◆ **EXTRACTED RECORDS**

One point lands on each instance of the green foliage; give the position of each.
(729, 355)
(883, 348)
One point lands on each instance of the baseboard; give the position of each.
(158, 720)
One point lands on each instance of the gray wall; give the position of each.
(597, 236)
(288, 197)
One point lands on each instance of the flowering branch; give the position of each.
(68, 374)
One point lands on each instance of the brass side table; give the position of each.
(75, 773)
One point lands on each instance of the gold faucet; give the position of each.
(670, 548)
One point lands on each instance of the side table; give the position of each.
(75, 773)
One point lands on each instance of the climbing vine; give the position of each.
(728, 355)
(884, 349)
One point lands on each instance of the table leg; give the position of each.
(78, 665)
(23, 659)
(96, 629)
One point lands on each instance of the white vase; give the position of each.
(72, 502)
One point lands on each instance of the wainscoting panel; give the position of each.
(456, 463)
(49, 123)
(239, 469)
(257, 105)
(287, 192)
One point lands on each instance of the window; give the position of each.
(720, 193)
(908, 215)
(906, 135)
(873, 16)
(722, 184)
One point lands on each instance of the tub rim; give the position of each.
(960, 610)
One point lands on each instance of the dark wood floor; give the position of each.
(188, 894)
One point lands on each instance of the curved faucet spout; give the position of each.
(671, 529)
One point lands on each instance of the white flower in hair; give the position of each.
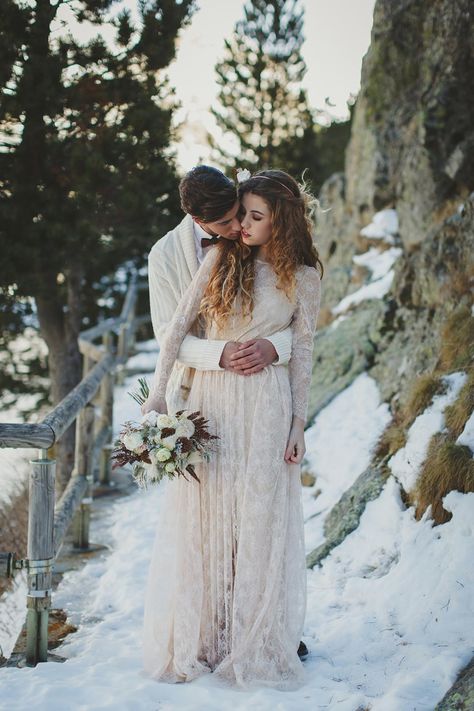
(243, 174)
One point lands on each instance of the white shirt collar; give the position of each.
(199, 233)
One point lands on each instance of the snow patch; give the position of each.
(406, 463)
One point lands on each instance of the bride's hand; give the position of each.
(295, 448)
(154, 403)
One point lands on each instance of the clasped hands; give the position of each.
(249, 357)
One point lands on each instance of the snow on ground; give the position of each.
(380, 264)
(338, 449)
(467, 435)
(406, 463)
(388, 612)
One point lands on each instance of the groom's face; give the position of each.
(228, 226)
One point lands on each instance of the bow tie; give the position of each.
(207, 241)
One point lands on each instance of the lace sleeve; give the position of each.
(182, 320)
(308, 296)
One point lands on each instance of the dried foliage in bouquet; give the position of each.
(162, 445)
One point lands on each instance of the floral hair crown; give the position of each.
(243, 174)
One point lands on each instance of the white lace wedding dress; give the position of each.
(226, 588)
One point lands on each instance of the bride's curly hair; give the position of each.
(291, 245)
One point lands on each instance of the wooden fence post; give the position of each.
(106, 414)
(40, 554)
(82, 467)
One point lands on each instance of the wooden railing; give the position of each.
(48, 522)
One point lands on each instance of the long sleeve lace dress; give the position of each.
(226, 587)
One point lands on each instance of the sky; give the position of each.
(337, 36)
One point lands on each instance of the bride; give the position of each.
(226, 588)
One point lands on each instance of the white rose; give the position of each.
(185, 428)
(160, 455)
(132, 441)
(169, 442)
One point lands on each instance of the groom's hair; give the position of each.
(207, 193)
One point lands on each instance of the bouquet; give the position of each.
(162, 445)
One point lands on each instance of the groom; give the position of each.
(210, 202)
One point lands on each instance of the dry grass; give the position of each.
(421, 393)
(448, 467)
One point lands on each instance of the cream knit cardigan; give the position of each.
(172, 264)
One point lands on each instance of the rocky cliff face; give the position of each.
(398, 249)
(405, 201)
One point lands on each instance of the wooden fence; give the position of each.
(48, 522)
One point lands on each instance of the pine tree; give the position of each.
(86, 177)
(263, 104)
(264, 109)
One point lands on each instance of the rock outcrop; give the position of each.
(412, 151)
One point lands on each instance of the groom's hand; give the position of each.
(253, 356)
(230, 348)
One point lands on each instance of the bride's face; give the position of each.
(255, 218)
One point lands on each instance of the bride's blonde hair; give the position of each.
(292, 209)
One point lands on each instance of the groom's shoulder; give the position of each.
(167, 246)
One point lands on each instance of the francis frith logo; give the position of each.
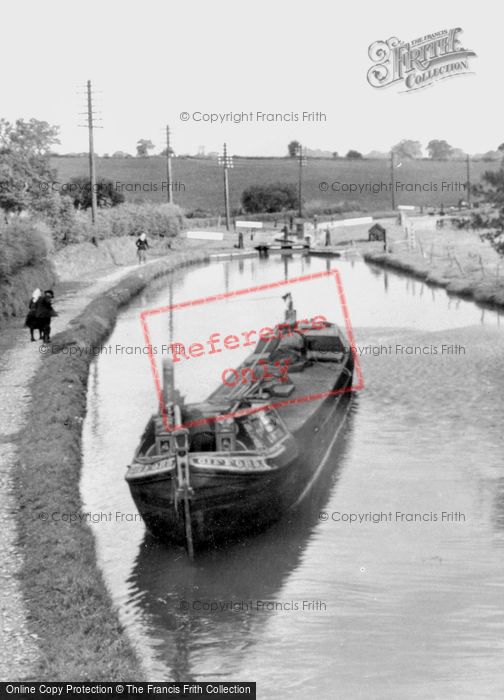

◆ **WHAT IS ASKED**
Return every line of the material above that contains the word "foliage". Case counts.

◆ **RESPONSE TO THIS EXERCISE**
One point lands on each instance of the green foliage; give the position of each.
One point lands on each instance of the dried foliage in bouquet; give the position of each.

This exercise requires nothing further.